▸ LISTED RECORDS:
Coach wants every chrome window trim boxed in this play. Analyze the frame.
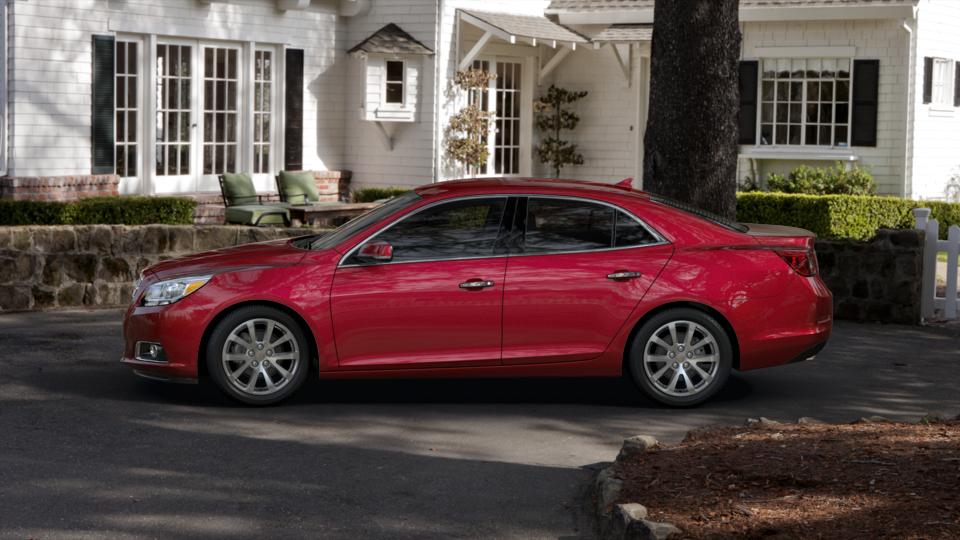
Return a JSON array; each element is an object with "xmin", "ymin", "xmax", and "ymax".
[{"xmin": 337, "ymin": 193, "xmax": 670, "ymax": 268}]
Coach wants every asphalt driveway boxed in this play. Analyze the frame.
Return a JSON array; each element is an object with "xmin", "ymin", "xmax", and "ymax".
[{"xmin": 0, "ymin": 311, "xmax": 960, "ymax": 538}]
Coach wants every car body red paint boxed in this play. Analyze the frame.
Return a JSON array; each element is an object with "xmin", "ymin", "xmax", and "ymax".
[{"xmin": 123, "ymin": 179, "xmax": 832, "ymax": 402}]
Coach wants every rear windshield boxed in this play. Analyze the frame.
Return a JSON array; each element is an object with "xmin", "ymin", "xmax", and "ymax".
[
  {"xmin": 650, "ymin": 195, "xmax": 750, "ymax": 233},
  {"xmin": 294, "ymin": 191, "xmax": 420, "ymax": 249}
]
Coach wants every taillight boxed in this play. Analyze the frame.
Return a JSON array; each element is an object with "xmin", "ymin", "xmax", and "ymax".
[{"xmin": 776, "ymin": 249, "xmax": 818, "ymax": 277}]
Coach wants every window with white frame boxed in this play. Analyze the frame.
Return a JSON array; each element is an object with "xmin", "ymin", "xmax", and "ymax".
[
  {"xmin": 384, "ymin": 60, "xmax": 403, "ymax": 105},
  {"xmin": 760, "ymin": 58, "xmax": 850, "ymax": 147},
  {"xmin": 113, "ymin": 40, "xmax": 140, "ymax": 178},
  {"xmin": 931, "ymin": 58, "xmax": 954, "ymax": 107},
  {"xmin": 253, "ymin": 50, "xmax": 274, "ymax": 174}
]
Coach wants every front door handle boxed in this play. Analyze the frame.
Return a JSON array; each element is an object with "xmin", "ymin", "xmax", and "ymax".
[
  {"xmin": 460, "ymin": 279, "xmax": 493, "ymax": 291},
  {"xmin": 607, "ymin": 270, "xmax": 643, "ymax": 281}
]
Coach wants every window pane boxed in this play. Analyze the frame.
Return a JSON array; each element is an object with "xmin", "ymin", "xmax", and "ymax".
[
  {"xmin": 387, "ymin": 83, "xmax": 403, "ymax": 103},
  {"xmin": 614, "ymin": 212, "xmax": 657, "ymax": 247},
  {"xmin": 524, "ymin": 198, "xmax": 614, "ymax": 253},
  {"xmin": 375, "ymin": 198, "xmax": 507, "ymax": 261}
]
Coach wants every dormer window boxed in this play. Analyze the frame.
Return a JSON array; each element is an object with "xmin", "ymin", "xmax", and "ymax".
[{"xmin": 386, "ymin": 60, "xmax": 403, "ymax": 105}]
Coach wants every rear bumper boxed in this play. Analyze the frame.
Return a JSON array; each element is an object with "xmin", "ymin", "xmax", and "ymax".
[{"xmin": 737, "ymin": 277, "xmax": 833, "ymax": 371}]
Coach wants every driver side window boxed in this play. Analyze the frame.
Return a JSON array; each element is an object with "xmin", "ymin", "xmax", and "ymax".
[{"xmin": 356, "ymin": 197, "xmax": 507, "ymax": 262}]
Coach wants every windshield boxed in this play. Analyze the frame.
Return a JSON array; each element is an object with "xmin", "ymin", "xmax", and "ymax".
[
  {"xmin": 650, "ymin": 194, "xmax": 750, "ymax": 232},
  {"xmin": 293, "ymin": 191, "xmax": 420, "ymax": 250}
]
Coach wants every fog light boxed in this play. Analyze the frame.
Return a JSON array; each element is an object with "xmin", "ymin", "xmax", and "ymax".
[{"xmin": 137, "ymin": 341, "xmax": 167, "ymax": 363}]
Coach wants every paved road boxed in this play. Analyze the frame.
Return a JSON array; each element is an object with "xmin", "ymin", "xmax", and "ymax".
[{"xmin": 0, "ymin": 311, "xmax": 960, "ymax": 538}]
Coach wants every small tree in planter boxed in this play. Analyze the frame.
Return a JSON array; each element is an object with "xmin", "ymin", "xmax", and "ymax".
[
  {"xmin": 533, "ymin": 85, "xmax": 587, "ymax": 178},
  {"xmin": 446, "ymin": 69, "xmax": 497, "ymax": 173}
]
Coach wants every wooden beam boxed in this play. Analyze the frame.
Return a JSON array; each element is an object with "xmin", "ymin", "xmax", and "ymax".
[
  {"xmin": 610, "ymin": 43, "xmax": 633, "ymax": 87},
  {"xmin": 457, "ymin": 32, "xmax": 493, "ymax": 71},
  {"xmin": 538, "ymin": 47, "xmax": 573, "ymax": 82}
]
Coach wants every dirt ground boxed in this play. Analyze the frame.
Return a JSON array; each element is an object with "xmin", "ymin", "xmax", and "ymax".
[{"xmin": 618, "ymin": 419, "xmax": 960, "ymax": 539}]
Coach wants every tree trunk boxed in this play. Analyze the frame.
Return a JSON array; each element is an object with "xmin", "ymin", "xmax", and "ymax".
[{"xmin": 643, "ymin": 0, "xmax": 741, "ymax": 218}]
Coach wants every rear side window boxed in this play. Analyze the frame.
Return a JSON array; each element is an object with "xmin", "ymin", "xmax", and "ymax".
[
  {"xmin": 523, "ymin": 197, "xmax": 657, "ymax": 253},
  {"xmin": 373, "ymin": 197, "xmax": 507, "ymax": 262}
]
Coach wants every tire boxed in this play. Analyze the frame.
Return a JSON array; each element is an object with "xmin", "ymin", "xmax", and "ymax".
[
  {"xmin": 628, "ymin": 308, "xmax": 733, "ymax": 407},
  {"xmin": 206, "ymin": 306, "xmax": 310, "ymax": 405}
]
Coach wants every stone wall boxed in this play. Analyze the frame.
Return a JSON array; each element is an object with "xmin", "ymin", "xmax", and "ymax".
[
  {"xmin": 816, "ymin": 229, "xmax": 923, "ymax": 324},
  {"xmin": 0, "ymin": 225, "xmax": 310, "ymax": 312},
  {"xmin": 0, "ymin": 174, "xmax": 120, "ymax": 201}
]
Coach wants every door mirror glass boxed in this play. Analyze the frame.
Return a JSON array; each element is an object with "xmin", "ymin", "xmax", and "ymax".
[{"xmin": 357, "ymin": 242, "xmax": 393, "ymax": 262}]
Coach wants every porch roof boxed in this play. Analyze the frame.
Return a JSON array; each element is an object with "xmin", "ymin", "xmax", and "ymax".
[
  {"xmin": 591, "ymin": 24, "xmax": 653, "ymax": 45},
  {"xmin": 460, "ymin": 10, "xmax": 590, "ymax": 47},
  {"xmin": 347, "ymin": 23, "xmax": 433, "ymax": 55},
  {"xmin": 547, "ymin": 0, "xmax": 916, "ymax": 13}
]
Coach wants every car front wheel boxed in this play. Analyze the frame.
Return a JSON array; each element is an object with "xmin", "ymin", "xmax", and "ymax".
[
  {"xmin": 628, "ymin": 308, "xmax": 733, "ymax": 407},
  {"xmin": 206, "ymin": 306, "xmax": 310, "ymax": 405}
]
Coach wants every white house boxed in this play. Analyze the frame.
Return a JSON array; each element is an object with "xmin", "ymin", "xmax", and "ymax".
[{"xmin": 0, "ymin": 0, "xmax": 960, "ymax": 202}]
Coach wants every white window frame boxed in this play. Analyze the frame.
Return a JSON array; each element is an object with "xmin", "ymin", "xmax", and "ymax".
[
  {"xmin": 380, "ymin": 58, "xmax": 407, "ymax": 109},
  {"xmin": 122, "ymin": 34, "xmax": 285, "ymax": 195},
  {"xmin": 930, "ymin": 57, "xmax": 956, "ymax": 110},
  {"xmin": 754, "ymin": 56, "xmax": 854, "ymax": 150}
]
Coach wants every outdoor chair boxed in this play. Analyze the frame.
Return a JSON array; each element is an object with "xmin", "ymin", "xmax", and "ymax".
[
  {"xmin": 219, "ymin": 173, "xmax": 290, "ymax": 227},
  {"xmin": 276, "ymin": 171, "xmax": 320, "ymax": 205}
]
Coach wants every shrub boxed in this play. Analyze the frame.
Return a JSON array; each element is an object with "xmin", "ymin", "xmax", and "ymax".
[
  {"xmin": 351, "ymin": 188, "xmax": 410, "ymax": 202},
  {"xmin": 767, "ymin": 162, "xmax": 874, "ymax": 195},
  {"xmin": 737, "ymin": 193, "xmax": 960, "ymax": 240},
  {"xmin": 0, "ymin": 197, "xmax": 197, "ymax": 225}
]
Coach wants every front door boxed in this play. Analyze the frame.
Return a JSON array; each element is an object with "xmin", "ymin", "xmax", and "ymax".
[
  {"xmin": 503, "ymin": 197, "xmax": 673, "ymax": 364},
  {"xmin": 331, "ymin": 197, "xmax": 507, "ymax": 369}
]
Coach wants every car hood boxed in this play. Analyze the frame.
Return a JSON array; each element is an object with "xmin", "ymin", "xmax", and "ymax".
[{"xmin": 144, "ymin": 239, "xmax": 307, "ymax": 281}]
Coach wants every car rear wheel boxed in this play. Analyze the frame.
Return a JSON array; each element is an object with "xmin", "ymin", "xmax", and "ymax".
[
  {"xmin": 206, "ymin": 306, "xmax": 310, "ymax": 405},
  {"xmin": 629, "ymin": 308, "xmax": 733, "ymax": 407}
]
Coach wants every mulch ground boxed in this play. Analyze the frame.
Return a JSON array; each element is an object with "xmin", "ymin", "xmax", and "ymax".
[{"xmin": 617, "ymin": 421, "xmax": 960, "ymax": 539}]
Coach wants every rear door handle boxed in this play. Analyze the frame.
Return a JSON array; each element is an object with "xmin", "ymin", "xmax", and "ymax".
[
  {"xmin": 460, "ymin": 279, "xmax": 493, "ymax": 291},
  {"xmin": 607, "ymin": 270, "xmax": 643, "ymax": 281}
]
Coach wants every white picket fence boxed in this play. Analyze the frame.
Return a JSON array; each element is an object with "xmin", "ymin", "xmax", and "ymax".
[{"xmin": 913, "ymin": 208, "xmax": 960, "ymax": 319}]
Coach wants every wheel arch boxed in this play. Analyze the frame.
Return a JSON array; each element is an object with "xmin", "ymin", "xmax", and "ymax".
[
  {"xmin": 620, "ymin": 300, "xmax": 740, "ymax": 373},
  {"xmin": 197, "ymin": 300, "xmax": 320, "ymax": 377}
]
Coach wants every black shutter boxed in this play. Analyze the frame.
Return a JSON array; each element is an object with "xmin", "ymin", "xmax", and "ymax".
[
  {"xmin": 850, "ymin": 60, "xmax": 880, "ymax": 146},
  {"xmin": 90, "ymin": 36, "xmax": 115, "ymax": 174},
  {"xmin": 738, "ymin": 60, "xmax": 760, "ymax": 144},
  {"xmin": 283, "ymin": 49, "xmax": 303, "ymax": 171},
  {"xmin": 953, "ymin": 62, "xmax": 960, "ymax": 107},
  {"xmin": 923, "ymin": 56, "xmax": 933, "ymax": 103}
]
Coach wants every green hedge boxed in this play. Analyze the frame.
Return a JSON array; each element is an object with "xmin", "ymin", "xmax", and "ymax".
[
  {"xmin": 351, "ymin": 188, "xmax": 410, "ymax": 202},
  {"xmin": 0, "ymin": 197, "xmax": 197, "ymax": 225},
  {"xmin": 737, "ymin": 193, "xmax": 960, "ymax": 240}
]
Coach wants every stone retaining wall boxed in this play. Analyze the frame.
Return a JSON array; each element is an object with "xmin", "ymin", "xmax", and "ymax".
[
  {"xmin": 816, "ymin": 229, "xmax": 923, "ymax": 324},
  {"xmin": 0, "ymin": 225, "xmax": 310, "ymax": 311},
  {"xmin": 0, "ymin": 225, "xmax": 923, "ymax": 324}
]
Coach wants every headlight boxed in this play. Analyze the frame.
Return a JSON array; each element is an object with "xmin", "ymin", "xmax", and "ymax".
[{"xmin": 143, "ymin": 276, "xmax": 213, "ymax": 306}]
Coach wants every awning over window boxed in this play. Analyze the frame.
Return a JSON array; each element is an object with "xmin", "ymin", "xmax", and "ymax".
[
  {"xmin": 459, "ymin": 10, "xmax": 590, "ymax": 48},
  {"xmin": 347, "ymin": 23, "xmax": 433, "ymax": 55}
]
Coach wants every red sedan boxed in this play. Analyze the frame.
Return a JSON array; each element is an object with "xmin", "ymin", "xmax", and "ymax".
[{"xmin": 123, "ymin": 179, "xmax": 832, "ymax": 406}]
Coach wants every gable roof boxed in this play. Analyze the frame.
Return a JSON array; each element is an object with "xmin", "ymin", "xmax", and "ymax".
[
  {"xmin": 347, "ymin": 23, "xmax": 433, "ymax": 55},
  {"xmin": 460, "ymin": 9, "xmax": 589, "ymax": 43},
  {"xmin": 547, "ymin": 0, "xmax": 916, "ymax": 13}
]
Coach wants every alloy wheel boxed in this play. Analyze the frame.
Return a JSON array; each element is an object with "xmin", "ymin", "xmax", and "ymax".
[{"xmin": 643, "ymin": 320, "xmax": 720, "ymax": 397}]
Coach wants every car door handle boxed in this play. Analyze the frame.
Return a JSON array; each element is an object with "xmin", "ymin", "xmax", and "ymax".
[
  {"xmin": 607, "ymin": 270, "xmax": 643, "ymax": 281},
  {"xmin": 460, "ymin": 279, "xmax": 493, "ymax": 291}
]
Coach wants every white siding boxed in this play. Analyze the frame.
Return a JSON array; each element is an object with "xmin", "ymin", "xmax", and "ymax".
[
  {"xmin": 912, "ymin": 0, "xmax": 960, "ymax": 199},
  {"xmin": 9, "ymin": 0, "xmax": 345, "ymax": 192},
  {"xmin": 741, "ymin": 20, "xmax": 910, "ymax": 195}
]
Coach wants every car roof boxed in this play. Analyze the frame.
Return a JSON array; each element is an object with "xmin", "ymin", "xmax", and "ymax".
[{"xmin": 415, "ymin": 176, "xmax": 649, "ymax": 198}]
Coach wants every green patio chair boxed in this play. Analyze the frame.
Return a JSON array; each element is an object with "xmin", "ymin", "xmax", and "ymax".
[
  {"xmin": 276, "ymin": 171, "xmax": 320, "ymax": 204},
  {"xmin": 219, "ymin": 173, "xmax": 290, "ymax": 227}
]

▸ TASK PROMPT: Rewrite the data from the line with "Coach wants every green patio" through the end of the data, replacing "green patio chair" with "folding lawn chair" and keeping everything else unchanged.

▸ SOLUTION BELOW:
Coach wants every folding lawn chair boxed in this play. Analyze the frame.
Return a JSON array; each element is an object with "xmin", "ymin", "xmax", and "ymax".
[
  {"xmin": 276, "ymin": 171, "xmax": 320, "ymax": 204},
  {"xmin": 219, "ymin": 173, "xmax": 290, "ymax": 227}
]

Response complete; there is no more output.